- TASK INPUTS -
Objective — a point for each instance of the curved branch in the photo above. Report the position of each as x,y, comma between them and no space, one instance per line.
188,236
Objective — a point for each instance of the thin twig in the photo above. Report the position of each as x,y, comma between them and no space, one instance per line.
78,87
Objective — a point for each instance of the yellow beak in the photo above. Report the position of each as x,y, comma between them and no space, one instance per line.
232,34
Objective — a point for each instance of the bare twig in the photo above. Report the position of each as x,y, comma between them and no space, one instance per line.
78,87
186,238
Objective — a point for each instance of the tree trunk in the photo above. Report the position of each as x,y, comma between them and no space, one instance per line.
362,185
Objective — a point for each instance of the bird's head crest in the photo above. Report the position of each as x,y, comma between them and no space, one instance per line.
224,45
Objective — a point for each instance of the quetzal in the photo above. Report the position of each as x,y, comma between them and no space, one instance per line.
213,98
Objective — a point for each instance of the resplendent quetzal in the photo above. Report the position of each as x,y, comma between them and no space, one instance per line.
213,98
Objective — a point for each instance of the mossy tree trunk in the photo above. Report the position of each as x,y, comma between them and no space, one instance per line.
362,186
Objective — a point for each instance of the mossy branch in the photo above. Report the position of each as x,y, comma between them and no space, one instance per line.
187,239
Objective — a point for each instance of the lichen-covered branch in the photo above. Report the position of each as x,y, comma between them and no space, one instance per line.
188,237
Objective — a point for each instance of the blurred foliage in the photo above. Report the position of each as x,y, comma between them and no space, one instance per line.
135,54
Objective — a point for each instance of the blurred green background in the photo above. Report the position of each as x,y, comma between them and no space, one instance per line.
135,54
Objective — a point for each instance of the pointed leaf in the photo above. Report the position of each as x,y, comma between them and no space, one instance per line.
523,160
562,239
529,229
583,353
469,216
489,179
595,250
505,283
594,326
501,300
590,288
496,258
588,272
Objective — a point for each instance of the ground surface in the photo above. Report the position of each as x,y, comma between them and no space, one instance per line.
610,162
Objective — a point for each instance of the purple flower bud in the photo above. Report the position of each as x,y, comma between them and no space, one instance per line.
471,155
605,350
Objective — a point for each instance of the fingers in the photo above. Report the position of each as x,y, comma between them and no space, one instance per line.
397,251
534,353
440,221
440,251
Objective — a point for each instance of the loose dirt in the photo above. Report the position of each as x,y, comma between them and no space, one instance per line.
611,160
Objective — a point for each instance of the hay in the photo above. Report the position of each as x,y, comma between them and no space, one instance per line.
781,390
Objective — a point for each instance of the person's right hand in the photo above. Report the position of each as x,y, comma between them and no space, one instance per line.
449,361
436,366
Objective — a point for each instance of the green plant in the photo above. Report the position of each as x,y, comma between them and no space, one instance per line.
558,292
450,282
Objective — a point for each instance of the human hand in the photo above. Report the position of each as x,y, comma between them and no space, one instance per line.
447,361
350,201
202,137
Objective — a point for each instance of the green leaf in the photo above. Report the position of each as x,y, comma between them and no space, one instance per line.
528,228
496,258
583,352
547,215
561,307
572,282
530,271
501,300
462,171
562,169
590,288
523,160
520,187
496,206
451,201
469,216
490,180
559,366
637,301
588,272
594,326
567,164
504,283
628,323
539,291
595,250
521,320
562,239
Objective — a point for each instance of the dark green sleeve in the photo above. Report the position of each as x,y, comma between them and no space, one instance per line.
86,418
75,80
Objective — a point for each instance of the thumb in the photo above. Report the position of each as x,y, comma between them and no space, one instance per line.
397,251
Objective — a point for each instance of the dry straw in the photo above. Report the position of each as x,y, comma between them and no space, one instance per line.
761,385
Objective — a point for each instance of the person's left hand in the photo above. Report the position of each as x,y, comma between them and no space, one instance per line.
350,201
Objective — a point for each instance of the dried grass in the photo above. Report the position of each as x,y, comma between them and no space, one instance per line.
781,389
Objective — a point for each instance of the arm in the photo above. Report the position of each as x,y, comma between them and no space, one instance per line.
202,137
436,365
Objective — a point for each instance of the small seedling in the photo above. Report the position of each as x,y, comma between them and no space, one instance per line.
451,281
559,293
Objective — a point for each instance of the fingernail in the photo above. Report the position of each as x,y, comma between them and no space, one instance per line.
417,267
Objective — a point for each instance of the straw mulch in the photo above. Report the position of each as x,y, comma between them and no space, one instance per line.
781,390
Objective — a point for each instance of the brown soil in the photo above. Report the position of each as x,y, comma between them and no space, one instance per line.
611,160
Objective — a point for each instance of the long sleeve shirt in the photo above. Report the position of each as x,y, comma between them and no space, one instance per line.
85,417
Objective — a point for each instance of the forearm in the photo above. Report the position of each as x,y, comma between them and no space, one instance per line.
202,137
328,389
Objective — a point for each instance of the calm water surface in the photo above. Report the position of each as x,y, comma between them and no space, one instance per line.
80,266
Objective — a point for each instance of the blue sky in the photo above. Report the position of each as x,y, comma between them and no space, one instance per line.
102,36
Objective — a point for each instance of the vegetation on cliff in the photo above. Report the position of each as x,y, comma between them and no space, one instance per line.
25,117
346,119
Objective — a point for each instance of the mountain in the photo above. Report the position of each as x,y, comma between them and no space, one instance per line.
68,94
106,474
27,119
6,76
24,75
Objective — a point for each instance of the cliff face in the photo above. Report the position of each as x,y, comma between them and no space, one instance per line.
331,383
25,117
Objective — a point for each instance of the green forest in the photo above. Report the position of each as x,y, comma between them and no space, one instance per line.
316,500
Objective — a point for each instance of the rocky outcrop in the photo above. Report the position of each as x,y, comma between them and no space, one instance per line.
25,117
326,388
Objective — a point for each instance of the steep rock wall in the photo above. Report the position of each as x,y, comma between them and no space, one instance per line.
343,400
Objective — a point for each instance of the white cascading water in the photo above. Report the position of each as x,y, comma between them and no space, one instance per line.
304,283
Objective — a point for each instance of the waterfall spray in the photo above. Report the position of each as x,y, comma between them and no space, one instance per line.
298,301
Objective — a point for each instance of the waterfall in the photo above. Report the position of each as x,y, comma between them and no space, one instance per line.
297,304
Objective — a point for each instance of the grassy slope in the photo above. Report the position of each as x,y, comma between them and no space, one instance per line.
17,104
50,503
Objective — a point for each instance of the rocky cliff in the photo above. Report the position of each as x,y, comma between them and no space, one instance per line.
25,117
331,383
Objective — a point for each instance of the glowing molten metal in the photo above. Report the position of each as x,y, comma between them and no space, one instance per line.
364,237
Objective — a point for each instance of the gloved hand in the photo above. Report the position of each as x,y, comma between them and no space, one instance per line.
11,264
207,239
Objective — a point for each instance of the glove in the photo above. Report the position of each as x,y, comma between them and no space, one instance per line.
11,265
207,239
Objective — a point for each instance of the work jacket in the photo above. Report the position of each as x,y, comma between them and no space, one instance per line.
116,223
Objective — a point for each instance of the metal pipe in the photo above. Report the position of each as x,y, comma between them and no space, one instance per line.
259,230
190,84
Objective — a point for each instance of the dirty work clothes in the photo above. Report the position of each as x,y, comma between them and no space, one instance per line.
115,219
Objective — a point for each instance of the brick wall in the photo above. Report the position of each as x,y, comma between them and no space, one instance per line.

- TASK DESCRIPTION -
Rewrite the listing above with every "Objective" changed to "Goal", keeping all other text the same.

- SOLVED EXERCISE -
Goal — a point for each instance of the curved branch in the photo above. Report the position of each as x,y, comma between them and no space, one instance per line.
188,236
Goal — a point for each instance of the thin twig in the photo above. Report the position of each as x,y, comma between them and no space, one instance per line.
78,87
Goal — a point for each instance of the yellow beak in the photo above. Report the position of each as x,y, comma between them and no space, one instance per line.
232,34
Goal — a point for each instance of the bare twig in the photo above. Report the position of each as x,y, comma between them and no space, one instance per line.
78,87
186,238
Goal — a point for each instance of the tree trunk in the photo above. Report the position of each as x,y, comma between them and no space, one instance per line.
362,185
Goal — a point for each instance of the bird's head crest in the photo above. Report the position of each as x,y, comma between them and no space, one instance per line.
224,45
Goal — a point for each instance of the quetzal in the photo above. Report the position of each as x,y, comma between them and no space, one instance per line.
213,98
Goal — a point for each instance of the resplendent quetzal in the photo above. Report the position of each as x,y, comma between them and no space, one instance per line.
213,98
Goal — a point for each instance of the mossy tree trunk in the photo above. Report the position of each as x,y, comma between them and no space, one instance per line.
362,186
Goal — a point for each instance of the mossy branch in the photo above. Report the position of each as x,y, comma between them and no space, one instance per line.
187,239
Goal — a point for each instance of the lichen-covered branch in the photo above. Report the position of each as x,y, comma between them and no space, one instance per line.
188,237
Goal — a point for each instance of the blurred foliage in the photo above. Report the position of each as x,y, comma between them and no space, one instance per line.
135,54
Goal — a point for each instance of the blurred green background in the photo above. Report the position of each as x,y, comma between them and no space, one instance per line.
135,54
Goal — a point for each instance of the pointed leaf in the photo above. Report the position of each as x,y, comma between them and no space, one instance per line.
523,160
562,239
529,229
583,353
469,216
489,179
595,250
505,283
594,326
501,300
590,288
496,258
588,272
Goal — a point for each instance of the ground surface in the photo above. Report the position of each as x,y, comma between them and no space, one instance per line.
610,162
Goal — a point for each instance of the purple flower bud in the photo above. Report the position of each as x,y, comma between them and no space, one instance per line.
471,155
605,350
Goal — a point for each instance of the fingers in the photo above. Report the position of each as x,y, comma between them and no space, one instance per line.
397,251
534,353
440,221
440,251
Goal — a point for each instance of the loose dirt in the photo above. Report the position of each as x,y, comma between them and no space, one instance per line.
611,160
Goal — a point for each instance of the hay in the photo above. Report the position of each as x,y, comma between them and no space, one instance per line.
781,390
Goal — a point for each instance of the person's right hand in the photo above. Report the position of each as x,y, comma between them and no space, one instance per line.
449,361
436,366
Goal — a point for each instance of the green plant in the photo above. Report the position of each as x,y, comma between them and no space, one instance per line.
558,292
450,282
Goal — a point for each instance of the human hand in the photo above. Report the position of each as x,y, comma between them and no space, one instance per line.
447,361
350,201
202,137
Goal — a point for each instance of the green leaf in the photo above. Report the position of each as x,y, comma between them and no space, one instance per line.
528,228
496,258
583,352
547,215
561,307
572,282
530,271
501,300
462,171
562,169
590,288
523,160
520,187
496,206
451,201
469,216
490,180
559,366
637,301
588,272
594,326
567,164
504,283
628,323
539,291
595,250
521,320
562,239
Goal — a point for each instance of the dark green sleeve in the photo above. Report the position of each as x,y, comma between them and no space, one instance per line.
86,418
75,80
Goal — a point for each instance of the thumb in the photo above. Report the position of each as x,y, comma between them and no space, one instance per line.
397,251
Goal — a point for each instance of the dry straw in the photo above. Report the position of each as x,y, comma between them and no space, one instance per line.
761,385
Goal — a point for each instance of the person's left hand in the photo above. Report the position of each as x,y, comma between them and no space, one instance per line.
350,201
Goal — a point for each instance of the dried grass in the photo above. Report the position of each as x,y, comma between them and no space, one instance per line.
781,389
Goal — a point for each instance of the arm in the photo above. Report the position of each as x,y, comma between them and no space, one instance per line.
202,137
436,365
Goal — a point for each instance of the small seedling in the photo above. Report the position of each as x,y, comma between them and no space, one instance per line.
451,281
559,293
Goal — a point for each instance of the fingernail in the photo above. Report the position of each as x,y, comma between them and no space, one instance per line.
417,267
Goal — a point for each instance of the straw mulch in the photo above. Report the position of each as x,y, comma between them and no space, one instance per line.
781,390
Goal — a point for each instance of the brown soil in the photo above. Report the position of each as x,y, comma between them and no space, one instance per line.
611,160
Goal — a point for each instance of the long sleeve shirt in the photo above. Report the position of each as x,y, comma between them and no space, one instance per line.
85,417
Goal — a point for each instance of the forearm in the photo above. Report the position of each as x,y, comma between them and no space, one instance per line.
202,137
328,389
Goal — a point for each instance of the calm water surface in the photo above. Report the position of each as x,y, comma between them and no space, one instance per line.
80,266
Goal — a point for each instance of the blue sky in the photo above. Report the position of each as x,y, comma between them and no space, one instance per line.
102,36
Goal — a point for each instance of the vegetation on cliff in the photo above. Report the position of each as x,y, comma between them and no space, one instance per line.
25,117
346,119
Goal — a point for each instance of the mountain in the photo above. Report the position of each as x,y, comma between them and no space, one instance per line.
68,94
106,474
27,119
6,76
24,75
Goal — a point for each instance of the cliff face in the photo above. Report the position of each as x,y, comma between them and no space, one instance per line.
331,383
25,117
Goal — a point for each instance of the green forest in the photo above. Report the position of each as x,y, comma between them and no space, one instance per line.
316,500
Goal — a point for each instance of the rocky outcrop in the photo above. Report the position of each as x,y, comma between them and no space, one instance per line.
25,117
326,388
Goal — a point for each instance of the steep rock wall in the photo above. Report the position of each as x,y, comma between them and no space, one instance per line.
343,400
Goal — a point for each instance of the white cascading water in the photo above. Report the position of each as x,y, comma between them and no space, one instance per line.
304,283
Goal — a point for each instance of the waterfall spray in the photo above. Report the position of each as x,y, comma between them and no space, one instance per line.
298,301
Goal — a point for each instance of the waterfall in the photo above. Report the position of each as x,y, comma between them and no space, one instance per line.
297,304
Goal — a point for each instance of the grassy slope in the photo above. Report the position of each as x,y, comma between them and no space, one instance per line.
17,104
50,503
Goal — a point for each instance of the rocky cliff in the photo above. Report the position of each as x,y, comma between them and no space, one instance per line.
25,117
331,383
Goal — a point for each instance of the glowing molten metal in the photo above. Report the position of each as x,y, comma between them and no space, one instance per line.
364,237
Goal — a point for each instance of the gloved hand in the photo above. Report the position of each as x,y, comma between them and no space, one instance per line.
11,264
207,239
Goal — a point for each instance of the glove in the photo above. Report the position of each as x,y, comma between them and no space, one instance per line.
11,265
207,239
Goal — a point for each instance of the work jacket in the photo above. Report the position of each as x,y, comma between them and no space, one instance per line.
116,223
Goal — a point for each instance of the metal pipe in the photo above. Report the position of each as x,y, comma between them and no space, one instance per line.
259,230
190,84
Goal — a point for each instance of the dirty work clothes in the photo above. Report the position of each as x,y, comma between them and no space, one instance per line.
115,219
Goal — a point for each instance of the brick wall in the photo above. Report the position of each as x,y, comma between them and no space, one instance per line.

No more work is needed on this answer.